PAGE TEXT:
/Fiction

Primary LanguageCArtistic License 2.0Artistic-2.0

Actions Status MetaCPAN Release

NAME

Affix - A Foreign Function Interface eXtension

SYNOPSIS

use Affix;

# bind to exported function
affix libm, 'pow', [Double, Double], Double;
warn pow(3, 4); # 81

# wrap an exported function in a code reference
my $getpid = wrap libc, 'getpid', [], Int;
warn $getpid->(); # $$

# bind an exported value to a Perl value
pin( my $ver, 'libfoo', 'VERSION', Int );

DESCRIPTION

Affix is an FFI to wrap libraries developed in other languages (C, C++, Rust, etc.) without having to write or maintain XS.

Features

Affix supports the following features right out of the box:

  • Works on Windows, macOS, Linux, BSD, and more
  • Callbacks
  • Pointers
  • Typedefs
  • Global/Exported variables
  • Libraries developed in C, C++, and Rust (and more to come!) even those with mangled symbol names
  • Aggregates such as structs, unions, and arrays
  • Passing aggregates by value
  • Nested aggregates
  • 'Smart' enums
  • Tested to work all the way down to Perl 5.026 (which is ancient in my book)

The Basics

Affix's API is rather simple but not lacking in power. Let's start at the very beginning, with the eponymous affix( ... ) function.

affix( ... )

Attaches a given symbol to a named perl sub.

RECORDS SUPPLIED:
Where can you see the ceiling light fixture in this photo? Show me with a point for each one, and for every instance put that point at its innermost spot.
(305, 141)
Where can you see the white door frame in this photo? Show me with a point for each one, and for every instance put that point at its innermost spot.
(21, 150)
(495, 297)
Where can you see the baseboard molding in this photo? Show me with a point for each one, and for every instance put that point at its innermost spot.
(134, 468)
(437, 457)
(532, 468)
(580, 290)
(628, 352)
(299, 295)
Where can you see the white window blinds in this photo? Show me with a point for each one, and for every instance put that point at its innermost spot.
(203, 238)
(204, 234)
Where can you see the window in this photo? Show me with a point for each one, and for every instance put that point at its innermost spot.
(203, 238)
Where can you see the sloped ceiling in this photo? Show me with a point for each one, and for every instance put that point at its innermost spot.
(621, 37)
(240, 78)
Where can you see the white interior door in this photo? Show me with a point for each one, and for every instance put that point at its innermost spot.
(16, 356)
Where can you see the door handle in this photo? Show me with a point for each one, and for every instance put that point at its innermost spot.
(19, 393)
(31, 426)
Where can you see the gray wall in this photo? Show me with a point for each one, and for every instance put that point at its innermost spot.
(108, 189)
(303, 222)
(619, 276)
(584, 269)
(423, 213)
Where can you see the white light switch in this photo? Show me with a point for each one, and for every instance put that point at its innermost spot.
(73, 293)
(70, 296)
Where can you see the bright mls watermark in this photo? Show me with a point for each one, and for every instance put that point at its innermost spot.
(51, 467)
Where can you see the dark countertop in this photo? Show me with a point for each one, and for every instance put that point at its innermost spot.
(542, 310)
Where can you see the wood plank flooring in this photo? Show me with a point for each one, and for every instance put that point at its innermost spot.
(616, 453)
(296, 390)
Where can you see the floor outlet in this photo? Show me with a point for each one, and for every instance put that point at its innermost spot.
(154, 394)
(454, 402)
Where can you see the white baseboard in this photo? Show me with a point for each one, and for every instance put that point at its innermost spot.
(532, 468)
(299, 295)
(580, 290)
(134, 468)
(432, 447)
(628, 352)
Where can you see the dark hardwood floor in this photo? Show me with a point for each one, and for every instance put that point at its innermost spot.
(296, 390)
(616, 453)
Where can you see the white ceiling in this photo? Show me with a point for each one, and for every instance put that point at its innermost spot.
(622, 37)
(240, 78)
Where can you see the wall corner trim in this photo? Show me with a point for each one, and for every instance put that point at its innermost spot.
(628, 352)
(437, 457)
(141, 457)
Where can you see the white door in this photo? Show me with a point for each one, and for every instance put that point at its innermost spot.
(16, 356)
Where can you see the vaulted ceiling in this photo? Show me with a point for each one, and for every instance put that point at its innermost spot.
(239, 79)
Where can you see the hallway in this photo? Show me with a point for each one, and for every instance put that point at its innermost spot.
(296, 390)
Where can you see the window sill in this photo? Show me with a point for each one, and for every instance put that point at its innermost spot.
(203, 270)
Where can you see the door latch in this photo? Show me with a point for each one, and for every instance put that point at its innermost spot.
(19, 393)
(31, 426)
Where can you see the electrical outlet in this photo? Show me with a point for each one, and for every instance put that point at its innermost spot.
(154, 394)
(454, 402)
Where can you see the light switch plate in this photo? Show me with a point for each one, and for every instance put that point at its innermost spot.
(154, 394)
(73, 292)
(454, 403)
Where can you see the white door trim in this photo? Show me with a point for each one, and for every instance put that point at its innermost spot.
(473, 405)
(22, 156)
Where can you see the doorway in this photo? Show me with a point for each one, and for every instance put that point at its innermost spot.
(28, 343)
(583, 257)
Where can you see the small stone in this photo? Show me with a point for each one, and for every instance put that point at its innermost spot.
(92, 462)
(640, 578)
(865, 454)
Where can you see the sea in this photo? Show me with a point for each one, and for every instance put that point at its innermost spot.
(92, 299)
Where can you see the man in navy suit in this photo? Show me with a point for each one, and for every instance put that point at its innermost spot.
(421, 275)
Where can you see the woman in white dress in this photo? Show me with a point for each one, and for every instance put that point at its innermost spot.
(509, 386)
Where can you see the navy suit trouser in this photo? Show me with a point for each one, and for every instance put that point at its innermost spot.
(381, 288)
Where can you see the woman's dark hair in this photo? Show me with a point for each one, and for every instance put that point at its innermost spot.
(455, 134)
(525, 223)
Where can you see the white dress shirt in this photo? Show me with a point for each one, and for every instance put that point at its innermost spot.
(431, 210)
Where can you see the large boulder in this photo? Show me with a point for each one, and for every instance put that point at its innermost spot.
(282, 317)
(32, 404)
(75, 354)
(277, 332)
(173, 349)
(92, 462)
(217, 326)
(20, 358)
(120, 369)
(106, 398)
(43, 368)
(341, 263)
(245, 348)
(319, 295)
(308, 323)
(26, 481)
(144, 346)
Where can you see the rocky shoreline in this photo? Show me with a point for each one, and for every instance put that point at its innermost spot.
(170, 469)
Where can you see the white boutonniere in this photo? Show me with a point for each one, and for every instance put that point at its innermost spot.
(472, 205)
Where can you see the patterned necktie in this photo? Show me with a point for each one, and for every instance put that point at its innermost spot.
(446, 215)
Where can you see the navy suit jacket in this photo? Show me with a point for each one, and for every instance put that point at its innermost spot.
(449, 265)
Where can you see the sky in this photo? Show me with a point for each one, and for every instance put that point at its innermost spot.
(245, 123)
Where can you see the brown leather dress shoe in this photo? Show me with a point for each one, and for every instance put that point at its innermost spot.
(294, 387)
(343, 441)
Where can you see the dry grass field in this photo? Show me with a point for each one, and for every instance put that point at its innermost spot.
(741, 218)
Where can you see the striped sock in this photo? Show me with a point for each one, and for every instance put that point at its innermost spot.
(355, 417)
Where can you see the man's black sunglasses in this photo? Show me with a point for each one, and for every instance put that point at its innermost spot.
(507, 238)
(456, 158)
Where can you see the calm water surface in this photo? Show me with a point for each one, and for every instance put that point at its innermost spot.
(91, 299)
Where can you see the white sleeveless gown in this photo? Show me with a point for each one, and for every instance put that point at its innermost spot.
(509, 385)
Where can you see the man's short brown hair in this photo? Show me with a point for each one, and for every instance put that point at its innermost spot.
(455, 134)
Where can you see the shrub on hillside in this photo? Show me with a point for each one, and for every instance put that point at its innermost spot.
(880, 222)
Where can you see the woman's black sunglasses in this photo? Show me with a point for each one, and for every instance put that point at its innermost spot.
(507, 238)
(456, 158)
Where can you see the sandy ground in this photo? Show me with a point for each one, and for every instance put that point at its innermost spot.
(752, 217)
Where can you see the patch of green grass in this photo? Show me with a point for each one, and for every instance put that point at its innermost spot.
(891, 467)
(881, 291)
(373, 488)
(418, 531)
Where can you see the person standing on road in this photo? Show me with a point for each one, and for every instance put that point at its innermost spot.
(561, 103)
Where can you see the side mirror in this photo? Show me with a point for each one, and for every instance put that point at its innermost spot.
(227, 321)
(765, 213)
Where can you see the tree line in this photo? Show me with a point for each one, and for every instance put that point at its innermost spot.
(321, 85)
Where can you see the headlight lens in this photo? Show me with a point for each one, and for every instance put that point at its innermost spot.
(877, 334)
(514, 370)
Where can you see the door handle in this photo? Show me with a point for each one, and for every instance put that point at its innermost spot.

SET EXERCISE A: Can you restate the Affix documentation starting at "Affix supports the" and ending at "in my book)", renaming "Typedefs" to "Type aliases"?
SET EXERCISE B: How would the Affix documentation go on after its last sentence?
The data comes from a separate source.

EXPECTED OUTPUT A:
Affix supports the following features right out of the box:

  • Works on Windows, macOS, Linux, BSD, and more
  • Callbacks
  • Pointers
  • Type aliases
  • Global/Exported variables
  • Libraries developed in C, C++, and Rust (and more to come!) even those with mangled symbol names
  • Aggregates such as structs, unions, and arrays
  • Passing aggregates by value
  • Nested aggregates
  • 'Smart' enums
  • Tested to work all the way down to Perl 5.026 (which is ancient in my book)

EXPECTED OUTPUT B:
affix libm, 'pow', [Double, Double] => Double;
warn pow( 3, 5 );

affix libc, 'puts', [Str], Int;
puts( 'Hello' );

affix './mylib.dll', ['output', 'write'], [Str], Int; # renamed function
write( 'Hello' );

affix undef, [ 'rint', 'round' ], [Double], Double; # use current process
warn round(3.14);

affix find_library('xxhash'), [ 'XXH_versionNumber', 'xxHash::version' ], [], UInt;
warn xxHash::version();

Expected parameters include:

  • lib - required

    File path or name of the library to load symbols from. Pass an explicit undef to pull functions from the main executable.

  • symbol_name - required

    Name of the symbol to wrap.

    Optionally, you may provide an array reference with the symbol's name and the name of the wrapping subroutine.

  • parameters

    Provide the argument types in an array reference.

  • return

    A single return type for the function.

On success, affix( ... ) returns the generated code reference which may be called directly but you'll likely use the name you provided.

wrap( ... )

Creates a wrapper around a given symbol in a given library.

my $pow = wrap libm, 'pow', [Double, Double] => Double;
warn $pow->(5, 10); # 5**10

Parameters include:

  • lib - required

    File path or name of the library to load symbols from. Pass an explicit undef to pull functions from the main executable.

  • symbol_name - required

    Name of the symbol to wrap.

  • parameters

    Provide the argument types in an array reference.

  • return

    A single return type for the function.

wrap( ... ) behaves exactly like affix( ... ) but returns an anonymous subroutine and does not pollute the namespace with a named function.

pin( ... )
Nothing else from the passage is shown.